━━ SELECTED EXCERPT ━━

Terry was educated at The Mercian School Tamworth and at Aston Technical College, where he obtained his City & Guilds’ Electrical Technicians Certificate. He was indentured as a Drawing Office Apprentice with the General Electric Company (GEC). On completion of his apprenticeship he was employed on switchgear design and H.V. sub station layouts, before moving into C.E.G.B. Sales and Contracts as GEC’s Contract Engineer for the South West of England region. Twelve months later he moved into Switchgear Outside Services engaged on construction and commissioning medium and high voltage substations throughout the U.K.
At the end of the major 10 year C.E.G.B. programme, there was a complete upheaval of the U.K. electrical Industry and Terry decided to look at overseas opportunities. On 1st October 1971 along with his wife Wendy and daughters Jacqueline and Susan he sailed from Southampton on the Edinburgh Castle to Cape Town, then by road for the 2,040 mile journey through South Africa, Rhodesia (Zimbabwe) and onto the Zambian Copperbelt. There, in Kitwe, he took up the position of Assistant Site Electrical Engineer with Anglo American Centralised Services Engineering Division (AAC).
Terry was initially seconded to Chingola Division of Nchanga Consolidated Copper Mines with responsibility for the construction and commissioning of 3 x 33 KV sub stations and overhead lines. These were needed in order to provide power to the main pumping station on the Kafue river and for a conveyor system in the Nchanga open cast mine. The project included the total upgrading and automation of seven sections of conveyor together with a 13 cubic metre bucket wheel excavator and stacking unit, which operated at 3.3 KV and was used to remove the overburden from the open cast mine.
In July 1972 Terry returned to AAC as Site Electrical Engineer for Chingola Tailings Leach and Solvent Extraction Plant and new Electrowinning Tank House. This was the most up-to-date copper processing plant in the world when completed in 1974 and the project cost was approximately £58m, the electrical content being £17m.
Terry then moved to AAC's head office in Kitwe, having been appointed Senior Electrical Site Engineer on major projects throughout Zambia. In 1976 for approximately 13 months of his last 18 months in Zambia, he became Acting Chief Construction Engineer, covering all disciplines.
In November 1977 he left Zambia and joined Hawker Siddeley Power Engineering (HSPE) and in March 1978 took up the position of Site Electrical Engineer on a major Diesel Power Station in Borno State Nigeria. In July 1978 he was appointed Chief Resident Engineer and continued in this position until he contracted malaria in September 1979, which ultimately forced him to return to U.K. in the November 1979.

━━━
━━ DATA PROVIDED ━━

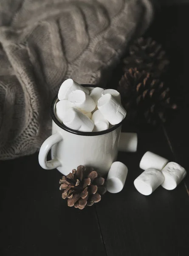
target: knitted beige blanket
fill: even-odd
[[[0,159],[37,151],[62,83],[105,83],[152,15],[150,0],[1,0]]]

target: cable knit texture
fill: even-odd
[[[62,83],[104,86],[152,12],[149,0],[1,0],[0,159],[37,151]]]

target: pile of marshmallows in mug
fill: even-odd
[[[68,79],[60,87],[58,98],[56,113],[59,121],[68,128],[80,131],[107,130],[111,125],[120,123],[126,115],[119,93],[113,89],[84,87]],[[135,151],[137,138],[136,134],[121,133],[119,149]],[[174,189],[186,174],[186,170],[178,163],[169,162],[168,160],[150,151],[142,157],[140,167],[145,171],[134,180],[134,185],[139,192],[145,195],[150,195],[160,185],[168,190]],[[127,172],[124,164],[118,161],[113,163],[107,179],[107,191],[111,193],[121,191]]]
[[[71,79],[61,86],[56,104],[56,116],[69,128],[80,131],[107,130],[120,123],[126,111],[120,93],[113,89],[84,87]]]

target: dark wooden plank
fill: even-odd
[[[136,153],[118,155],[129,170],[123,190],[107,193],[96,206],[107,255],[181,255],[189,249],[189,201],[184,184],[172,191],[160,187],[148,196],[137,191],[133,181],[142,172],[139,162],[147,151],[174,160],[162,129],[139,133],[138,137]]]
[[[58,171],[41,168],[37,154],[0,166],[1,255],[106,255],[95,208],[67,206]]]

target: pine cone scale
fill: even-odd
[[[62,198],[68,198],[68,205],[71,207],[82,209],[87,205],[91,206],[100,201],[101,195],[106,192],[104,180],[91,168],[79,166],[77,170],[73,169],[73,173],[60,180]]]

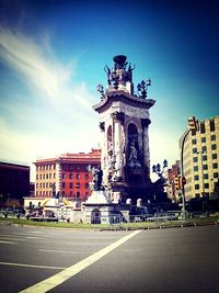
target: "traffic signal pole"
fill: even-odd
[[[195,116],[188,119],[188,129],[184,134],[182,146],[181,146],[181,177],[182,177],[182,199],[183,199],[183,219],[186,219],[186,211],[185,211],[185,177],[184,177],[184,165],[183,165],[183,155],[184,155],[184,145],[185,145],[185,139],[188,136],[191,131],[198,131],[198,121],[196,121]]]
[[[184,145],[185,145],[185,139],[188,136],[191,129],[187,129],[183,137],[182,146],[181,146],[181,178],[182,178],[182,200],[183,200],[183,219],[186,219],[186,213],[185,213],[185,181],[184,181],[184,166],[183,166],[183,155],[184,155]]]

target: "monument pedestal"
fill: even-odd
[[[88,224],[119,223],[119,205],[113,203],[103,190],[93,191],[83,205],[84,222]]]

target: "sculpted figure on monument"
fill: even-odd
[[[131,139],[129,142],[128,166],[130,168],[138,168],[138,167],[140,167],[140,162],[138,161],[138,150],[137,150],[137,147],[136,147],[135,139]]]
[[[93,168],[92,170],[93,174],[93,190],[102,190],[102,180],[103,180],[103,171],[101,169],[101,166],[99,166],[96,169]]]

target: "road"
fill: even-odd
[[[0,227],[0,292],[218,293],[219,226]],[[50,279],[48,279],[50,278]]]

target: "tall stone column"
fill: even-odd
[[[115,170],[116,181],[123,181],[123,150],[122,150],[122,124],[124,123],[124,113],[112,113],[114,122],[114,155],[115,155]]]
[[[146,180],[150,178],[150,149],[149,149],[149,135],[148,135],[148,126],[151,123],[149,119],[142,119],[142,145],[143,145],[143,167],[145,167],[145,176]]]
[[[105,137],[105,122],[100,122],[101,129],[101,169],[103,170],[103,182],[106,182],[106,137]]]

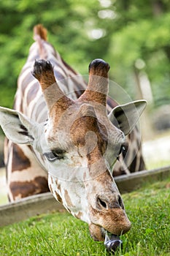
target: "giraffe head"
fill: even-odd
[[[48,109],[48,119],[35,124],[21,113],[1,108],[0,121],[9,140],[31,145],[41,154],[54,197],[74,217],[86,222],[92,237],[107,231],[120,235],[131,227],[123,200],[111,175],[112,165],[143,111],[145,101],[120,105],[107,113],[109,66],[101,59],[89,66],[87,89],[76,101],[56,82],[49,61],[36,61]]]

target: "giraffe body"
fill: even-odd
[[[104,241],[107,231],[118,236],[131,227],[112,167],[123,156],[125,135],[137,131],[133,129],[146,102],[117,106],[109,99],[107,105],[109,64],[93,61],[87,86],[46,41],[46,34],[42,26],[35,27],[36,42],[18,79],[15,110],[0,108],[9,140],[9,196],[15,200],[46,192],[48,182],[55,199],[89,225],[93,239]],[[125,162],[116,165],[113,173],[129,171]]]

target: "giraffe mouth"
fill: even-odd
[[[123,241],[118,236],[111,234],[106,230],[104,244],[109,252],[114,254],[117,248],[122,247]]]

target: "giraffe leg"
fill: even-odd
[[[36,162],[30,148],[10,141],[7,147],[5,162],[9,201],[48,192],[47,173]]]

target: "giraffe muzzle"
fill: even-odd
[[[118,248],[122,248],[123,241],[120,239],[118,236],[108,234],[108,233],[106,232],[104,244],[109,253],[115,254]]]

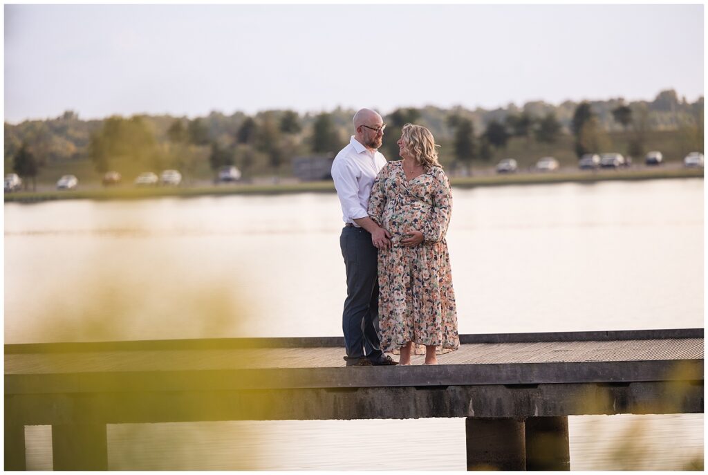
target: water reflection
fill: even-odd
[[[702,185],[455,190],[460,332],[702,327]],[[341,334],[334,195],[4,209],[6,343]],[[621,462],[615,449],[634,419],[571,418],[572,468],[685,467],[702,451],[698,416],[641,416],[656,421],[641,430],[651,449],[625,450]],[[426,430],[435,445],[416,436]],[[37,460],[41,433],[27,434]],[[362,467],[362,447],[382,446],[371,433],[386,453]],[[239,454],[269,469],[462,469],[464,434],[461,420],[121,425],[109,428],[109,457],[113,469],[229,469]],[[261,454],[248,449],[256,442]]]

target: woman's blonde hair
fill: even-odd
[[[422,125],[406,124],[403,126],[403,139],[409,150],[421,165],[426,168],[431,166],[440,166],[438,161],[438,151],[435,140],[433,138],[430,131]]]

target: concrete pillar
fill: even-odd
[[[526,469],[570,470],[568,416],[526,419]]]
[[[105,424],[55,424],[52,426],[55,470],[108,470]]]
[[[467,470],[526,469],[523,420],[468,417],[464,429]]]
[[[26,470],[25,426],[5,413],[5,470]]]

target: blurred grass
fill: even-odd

━━━

WHAT THE EXERCISE ASKS:
Write the next part of the account of Terry's engineering career, picking up after his return to the U.K. in November 1979.

WRITTEN REPLY:
After his recovery, in March 1980, he became HSPE Area Engineer on the Dubai Aluminium Smelter (Dubal). On completion, in late 1981, he became HSPE Lower Gulf Office (LGO) Contracts Manager, based in Dubai, covering projects in the UAE, Oman and Qatar. In September 1982 LGO moved to Sharjah and Terry was appointed Resident Manager and continued in this position until its closure in September 1984.
On returning to U.K. as Overseas Operations Manager he was responsible to Rankin Thornton-Jones for all overseas projects and in March 1985 was asked to take-up the position of General Manager for Zawawi Power Engineering (ZPE) and HSPE Oman; ZPE being a local company with HSPE having responsibility for the technical and management side.
He returned to U.K. in April 1989 as General Manager, Generation Division. In 1993 he became Acting Projects Director of both the Generation Division and the Distribution Division. This involved travelling world-wide on major projects with values of up to £50m+. This was in addition to completion and maintenance periods at Corby and Peterborough Gas Turbine Stations. With the rundown of HSPE Terry left the company in August 1996 and was contracted by H.S. Switchgear on special projects until March 1997.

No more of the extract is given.